begin Extracted data
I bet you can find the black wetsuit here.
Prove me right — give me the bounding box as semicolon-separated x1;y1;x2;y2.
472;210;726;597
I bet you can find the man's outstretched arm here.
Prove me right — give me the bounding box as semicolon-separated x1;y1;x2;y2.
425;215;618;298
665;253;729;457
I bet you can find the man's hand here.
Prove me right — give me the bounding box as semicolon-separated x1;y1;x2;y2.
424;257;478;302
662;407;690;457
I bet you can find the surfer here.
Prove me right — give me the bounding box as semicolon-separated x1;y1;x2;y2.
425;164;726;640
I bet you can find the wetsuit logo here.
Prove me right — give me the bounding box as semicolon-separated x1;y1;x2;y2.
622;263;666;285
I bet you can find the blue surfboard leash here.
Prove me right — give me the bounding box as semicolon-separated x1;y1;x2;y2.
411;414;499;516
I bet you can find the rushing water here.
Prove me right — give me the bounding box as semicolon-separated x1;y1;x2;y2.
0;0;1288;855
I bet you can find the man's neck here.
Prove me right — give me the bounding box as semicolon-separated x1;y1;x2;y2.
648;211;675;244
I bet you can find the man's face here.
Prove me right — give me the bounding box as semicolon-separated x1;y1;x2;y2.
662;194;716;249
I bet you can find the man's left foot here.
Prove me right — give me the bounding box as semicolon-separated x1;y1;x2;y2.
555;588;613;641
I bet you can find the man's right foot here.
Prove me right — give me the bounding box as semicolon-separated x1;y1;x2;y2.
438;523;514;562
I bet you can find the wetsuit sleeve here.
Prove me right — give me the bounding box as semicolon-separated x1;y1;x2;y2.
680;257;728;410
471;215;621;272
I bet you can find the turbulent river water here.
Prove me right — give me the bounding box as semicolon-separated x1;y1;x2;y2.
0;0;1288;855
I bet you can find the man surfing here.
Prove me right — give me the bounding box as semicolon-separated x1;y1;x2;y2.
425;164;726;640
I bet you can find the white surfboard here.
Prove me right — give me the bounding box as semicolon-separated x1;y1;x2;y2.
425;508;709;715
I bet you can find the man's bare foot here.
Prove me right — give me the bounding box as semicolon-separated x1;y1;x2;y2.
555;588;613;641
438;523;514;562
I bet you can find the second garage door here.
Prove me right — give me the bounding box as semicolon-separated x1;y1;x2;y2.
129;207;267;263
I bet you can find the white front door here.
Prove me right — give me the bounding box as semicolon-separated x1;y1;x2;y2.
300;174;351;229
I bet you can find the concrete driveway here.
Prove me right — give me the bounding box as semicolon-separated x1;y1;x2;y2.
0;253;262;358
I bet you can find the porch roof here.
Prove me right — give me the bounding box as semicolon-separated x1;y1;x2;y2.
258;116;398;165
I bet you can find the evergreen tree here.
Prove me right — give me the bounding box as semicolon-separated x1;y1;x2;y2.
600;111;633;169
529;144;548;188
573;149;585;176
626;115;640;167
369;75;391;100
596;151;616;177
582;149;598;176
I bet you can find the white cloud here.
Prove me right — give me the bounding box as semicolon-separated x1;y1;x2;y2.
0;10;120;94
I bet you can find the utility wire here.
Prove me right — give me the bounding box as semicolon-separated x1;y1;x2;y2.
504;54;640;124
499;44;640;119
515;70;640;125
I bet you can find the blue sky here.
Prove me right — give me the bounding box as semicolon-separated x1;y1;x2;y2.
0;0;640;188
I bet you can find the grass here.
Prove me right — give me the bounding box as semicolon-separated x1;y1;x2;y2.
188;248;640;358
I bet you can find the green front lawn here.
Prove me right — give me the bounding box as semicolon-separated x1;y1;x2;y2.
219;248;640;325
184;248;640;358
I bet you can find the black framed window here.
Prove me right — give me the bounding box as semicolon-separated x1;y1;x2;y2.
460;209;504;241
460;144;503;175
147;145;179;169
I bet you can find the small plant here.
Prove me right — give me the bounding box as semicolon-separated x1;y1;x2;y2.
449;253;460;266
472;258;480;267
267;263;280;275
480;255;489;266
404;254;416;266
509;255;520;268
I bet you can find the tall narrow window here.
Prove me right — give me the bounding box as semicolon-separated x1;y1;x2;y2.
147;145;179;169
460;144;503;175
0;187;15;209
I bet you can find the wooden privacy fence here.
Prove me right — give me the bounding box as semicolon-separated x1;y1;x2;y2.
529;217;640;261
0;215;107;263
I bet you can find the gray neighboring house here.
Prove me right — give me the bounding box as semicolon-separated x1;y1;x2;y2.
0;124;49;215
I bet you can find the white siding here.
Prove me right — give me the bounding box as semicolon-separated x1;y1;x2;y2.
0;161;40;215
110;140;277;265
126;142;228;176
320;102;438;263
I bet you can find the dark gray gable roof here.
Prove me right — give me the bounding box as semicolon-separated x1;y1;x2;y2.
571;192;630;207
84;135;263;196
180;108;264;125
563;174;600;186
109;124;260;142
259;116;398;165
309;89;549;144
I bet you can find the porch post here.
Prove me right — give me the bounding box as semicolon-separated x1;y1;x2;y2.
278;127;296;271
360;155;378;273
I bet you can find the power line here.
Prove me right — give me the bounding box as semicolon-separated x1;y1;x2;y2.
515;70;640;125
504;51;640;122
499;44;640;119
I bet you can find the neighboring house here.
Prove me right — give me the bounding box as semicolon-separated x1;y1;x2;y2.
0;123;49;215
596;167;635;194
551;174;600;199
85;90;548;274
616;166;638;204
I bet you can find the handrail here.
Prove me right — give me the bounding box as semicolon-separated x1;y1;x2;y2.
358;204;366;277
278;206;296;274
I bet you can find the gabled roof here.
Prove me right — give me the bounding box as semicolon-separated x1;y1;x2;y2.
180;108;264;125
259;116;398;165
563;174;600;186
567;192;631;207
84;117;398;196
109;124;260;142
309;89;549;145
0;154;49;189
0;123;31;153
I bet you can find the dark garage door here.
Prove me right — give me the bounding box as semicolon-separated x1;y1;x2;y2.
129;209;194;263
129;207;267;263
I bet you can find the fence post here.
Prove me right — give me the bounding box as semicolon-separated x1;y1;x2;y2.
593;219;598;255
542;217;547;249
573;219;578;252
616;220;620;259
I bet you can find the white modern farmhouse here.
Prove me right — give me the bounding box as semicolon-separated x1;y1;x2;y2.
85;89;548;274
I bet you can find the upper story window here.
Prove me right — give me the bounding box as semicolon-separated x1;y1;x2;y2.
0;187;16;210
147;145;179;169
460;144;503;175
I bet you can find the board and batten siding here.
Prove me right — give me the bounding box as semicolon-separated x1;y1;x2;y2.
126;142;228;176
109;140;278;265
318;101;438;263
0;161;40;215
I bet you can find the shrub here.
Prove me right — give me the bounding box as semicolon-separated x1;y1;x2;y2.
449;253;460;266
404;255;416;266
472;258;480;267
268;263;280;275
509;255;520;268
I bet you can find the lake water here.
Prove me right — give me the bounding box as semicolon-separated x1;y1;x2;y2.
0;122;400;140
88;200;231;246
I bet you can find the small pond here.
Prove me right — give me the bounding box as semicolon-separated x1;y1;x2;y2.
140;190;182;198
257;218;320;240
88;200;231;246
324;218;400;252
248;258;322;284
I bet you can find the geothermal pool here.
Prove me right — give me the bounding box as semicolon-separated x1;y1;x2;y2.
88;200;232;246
end Extracted data
#### Directive
Begin at the row that contains "I bet you can find the man surfing here." and stop after the row that contains "258;116;398;165". Rewrite those rows, requests included, shifting every bounding-box coordinate in the answers by adding 126.

#### The solution
I bet you can find the man surfing here.
Prove me right — give me the bounding box as semicolon-separated x1;y1;x2;y2.
551;290;852;766
I bet you can find the white surfboard here.
Prove me right — give me the bounding box as semicolon-separated x1;y1;x2;y2.
551;634;835;841
I bet you can find the man's bare foot here.
Prove me right — give me the bounding box as semicolon-separated x1;y1;x2;y2.
681;714;739;767
564;649;640;688
I bet you can find the second garage door here.
Prove me right — give me the bounding box as semicolon-separated x1;y1;x2;y2.
255;333;393;389
I bet you can find the white front door here.
Prove me right — give me the bounding box as semicolon-separated x1;y1;x2;y2.
426;300;477;355
I bet you can find the concrete driveway here.
Prove me right — give me the bounding box as semicolon-separated x1;y1;x2;y2.
126;379;388;484
I bet you can find the porch roof here.
Prove me right — give me the bounding box as semicolon-separated x1;y1;x2;y2.
384;242;524;291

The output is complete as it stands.